> PROBLEM REQUIREMENTS:
Output the data that follows exactly, line for line.
** SUPPLIED MATERIAL follows **
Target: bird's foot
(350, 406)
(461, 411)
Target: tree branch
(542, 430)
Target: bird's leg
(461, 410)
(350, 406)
** End of SUPPLIED MATERIAL **
> SOLVED EXERCISE:
Target: bird's foot
(350, 406)
(461, 411)
Target: tree branch
(542, 430)
Target: bird's leg
(461, 410)
(350, 406)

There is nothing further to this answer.